### Exercise directions
Rewrite every line of the records below, requests included, and scale each point coordinate in the answers by 2.3, rounding to whole numbers with halves rounded up. Omit the pictures from your output.

BEGIN Listed entries

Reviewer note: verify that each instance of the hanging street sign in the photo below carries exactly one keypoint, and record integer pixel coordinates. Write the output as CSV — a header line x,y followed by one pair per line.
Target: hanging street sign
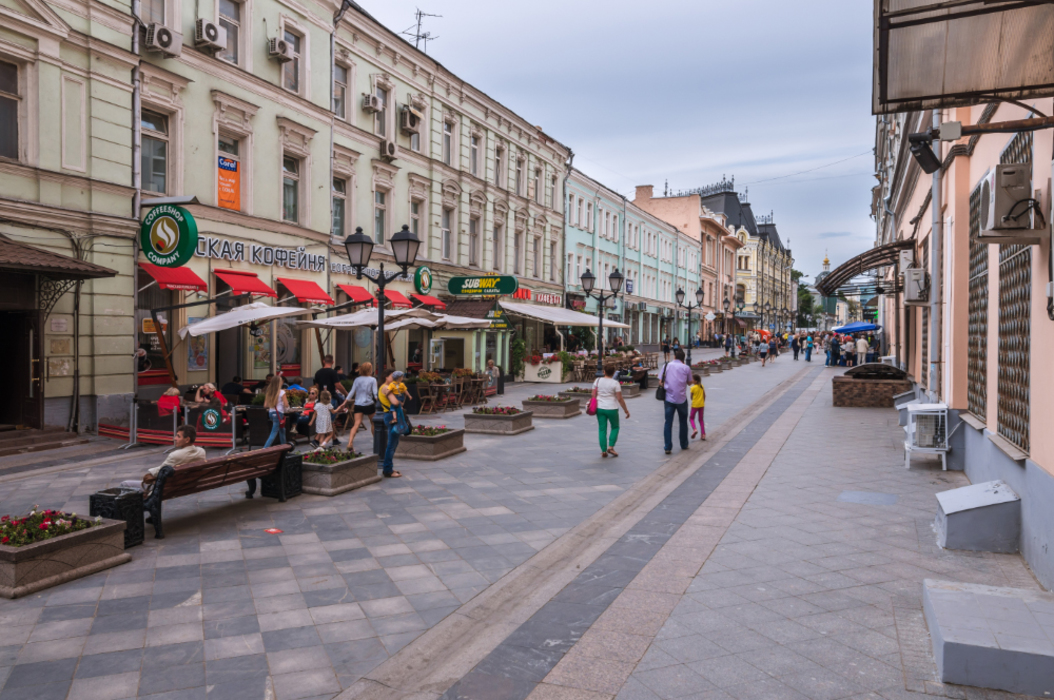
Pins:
x,y
488,286
168,236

END Listed entries

### Solution to this exercise
Reviewer note: verify that each instance of the hanging street sign in the photo below carries exactly one keypoint, and record integer pixel coordinates. Write the output as CSV — a header line x,y followed by one pair per line.
Target: hanging street sign
Pins:
x,y
1122,658
386,543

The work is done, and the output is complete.